** START EXTRACT TO READ **

Many of the parts that we put into airplanes are designed with that situation in mind. There are two types of load stresses acting on aircraft structures; static load and dynamic load. Static strength is the ability of a part to resist a very high applied load only one time. Dynamic strength is the ability of that part to resist an applied fluctuating load of lower intensity many times.
Some of you may have flown on an airliner and noticed the wings fluctuating up and down slightly as the plane flew along. The wings have to be able to yield to the many forces that influence them. Each one of these fluctuations creates a dynamic load on the parts in the wing and it is the challenge of engineers to decide what forces the wing will see, how much the wing must yield to the changing force applications, and how many times the collection of parts in the wing will survive the dynamic load before they become “fatigued”.

** END EXTRACT TO READ **

* **EXERCISE REQUIREMENTS**
1 > Copy the stretch of the aircraft loads passage from "Many of the" through "intensity many times.", swapping "aircraft" for "airframe".
2 > According to the aircraft loads passage, what does each fluctuation of the wings create?
Work from the aircraft loads passage alone.

** START ROWS **

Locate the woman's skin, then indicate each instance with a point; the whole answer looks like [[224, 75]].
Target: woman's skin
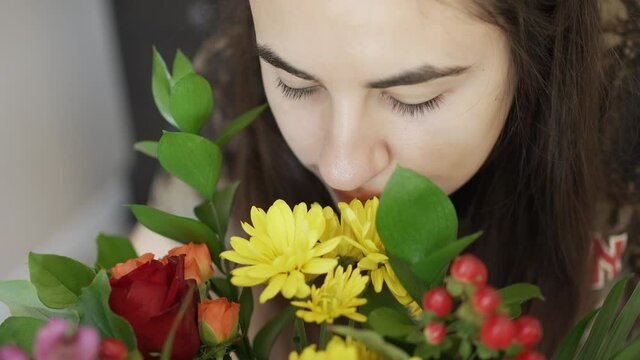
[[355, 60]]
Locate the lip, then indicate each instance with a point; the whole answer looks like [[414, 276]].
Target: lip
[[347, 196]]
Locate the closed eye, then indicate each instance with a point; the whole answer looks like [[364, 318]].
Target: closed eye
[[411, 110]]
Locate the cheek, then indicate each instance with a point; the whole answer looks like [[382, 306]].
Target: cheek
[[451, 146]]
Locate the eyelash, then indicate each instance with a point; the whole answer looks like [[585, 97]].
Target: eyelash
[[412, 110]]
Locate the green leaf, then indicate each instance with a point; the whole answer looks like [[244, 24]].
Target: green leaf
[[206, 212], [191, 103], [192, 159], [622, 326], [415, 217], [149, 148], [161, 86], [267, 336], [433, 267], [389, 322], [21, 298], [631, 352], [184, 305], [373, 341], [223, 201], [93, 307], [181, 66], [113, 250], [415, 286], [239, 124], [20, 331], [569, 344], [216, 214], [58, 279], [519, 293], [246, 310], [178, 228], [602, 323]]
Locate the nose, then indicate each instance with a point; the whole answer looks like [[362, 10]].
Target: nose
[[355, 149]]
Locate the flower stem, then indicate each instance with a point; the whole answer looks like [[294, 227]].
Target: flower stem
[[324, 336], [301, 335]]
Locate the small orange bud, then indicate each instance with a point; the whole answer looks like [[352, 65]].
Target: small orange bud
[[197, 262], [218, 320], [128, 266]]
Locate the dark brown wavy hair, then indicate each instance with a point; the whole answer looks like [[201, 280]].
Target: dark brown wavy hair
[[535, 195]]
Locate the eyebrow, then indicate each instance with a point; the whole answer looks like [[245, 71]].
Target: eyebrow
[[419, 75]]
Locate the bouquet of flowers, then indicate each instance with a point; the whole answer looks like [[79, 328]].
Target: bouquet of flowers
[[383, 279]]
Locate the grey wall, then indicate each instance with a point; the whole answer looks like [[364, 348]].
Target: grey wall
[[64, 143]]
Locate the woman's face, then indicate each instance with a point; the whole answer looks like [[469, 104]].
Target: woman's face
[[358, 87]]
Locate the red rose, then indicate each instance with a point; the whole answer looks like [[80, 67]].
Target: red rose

** END ROWS **

* **FULL SOLUTIONS**
1 >
Many of the parts that we put into airplanes are designed with that situation in mind. There are two types of load stresses acting on airframe structures; static load and dynamic load. Static strength is the ability of a part to resist a very high applied load only one time. Dynamic strength is the ability of that part to resist an applied fluctuating load of lower intensity many times.

2 > A dynamic load on the parts in the wing.